## start

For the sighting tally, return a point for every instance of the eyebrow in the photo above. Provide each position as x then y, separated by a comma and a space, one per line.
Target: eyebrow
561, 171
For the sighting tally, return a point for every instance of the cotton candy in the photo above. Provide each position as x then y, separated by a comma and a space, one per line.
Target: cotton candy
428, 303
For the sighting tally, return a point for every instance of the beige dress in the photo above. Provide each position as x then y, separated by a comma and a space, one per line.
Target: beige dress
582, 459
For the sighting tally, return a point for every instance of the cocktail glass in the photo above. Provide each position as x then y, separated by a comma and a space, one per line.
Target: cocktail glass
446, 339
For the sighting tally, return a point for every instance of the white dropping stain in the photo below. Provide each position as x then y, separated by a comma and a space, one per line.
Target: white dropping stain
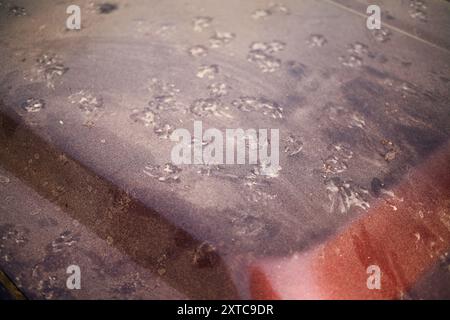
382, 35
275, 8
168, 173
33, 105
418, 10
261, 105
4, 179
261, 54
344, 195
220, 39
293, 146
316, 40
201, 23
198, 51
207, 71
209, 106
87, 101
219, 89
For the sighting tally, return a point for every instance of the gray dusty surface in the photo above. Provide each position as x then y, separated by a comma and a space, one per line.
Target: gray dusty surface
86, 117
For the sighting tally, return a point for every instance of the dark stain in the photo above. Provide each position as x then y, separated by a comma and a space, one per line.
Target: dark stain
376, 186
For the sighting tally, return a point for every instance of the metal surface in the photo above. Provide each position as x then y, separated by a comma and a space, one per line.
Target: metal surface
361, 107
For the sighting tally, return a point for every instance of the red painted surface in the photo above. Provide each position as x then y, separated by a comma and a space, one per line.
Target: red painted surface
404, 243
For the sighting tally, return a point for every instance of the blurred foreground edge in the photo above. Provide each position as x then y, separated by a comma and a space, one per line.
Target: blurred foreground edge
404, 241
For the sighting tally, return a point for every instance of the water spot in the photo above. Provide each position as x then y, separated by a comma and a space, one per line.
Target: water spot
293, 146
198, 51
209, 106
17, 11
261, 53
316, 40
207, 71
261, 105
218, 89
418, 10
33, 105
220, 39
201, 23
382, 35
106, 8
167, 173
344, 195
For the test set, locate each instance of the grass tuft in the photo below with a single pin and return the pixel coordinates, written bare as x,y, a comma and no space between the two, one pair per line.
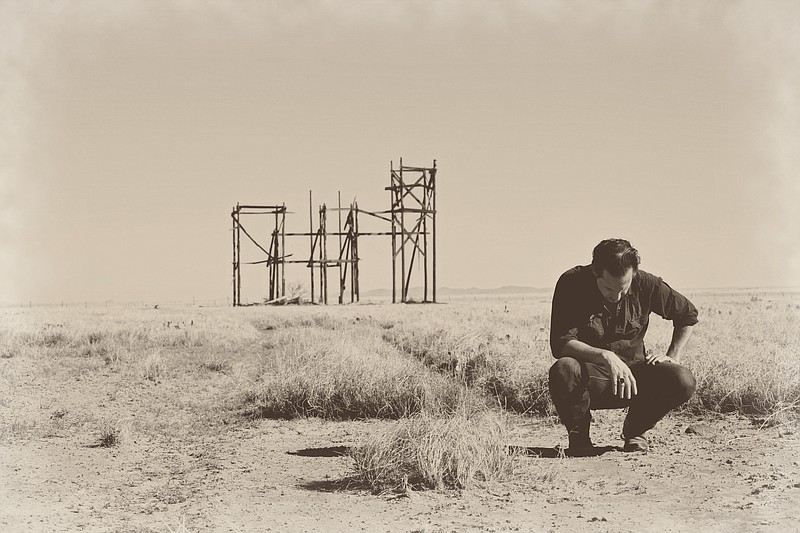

## end

■ Task statement
Copy the data from the line that contains "the red painted" through the end, swapping "water spot" for "moisture mark" and leaving everything else as it is. Leave the pictures out.

■ Answer to the task
For the sighting tally, return a point for every instance of the red painted surface in the photo above. Provide each position as x then y, separated by a comma and a space, one per line.
Target: red painted surface
404, 243
For the sighting tally, return a point for every instance of the blurred foreground edge in the photo above. Provide each position as x then y, separated by a comma and a space, one per line.
Target: blurred foreground edge
404, 241
For the sighting tally, return a point for every instance of the moisture mark in the photo above. Provide each position as x then y, separated by a comma and a space, one per line.
Target: moisture mark
293, 146
198, 51
209, 106
17, 11
261, 53
316, 40
207, 71
261, 105
218, 89
418, 10
33, 105
220, 39
201, 23
382, 35
106, 8
167, 173
344, 195
For the test set, locate each instance of the grass tuft in the photo below with a single pin and return the pixel coordinates, written bare as x,y, a comma and no space between the two, one pair per line.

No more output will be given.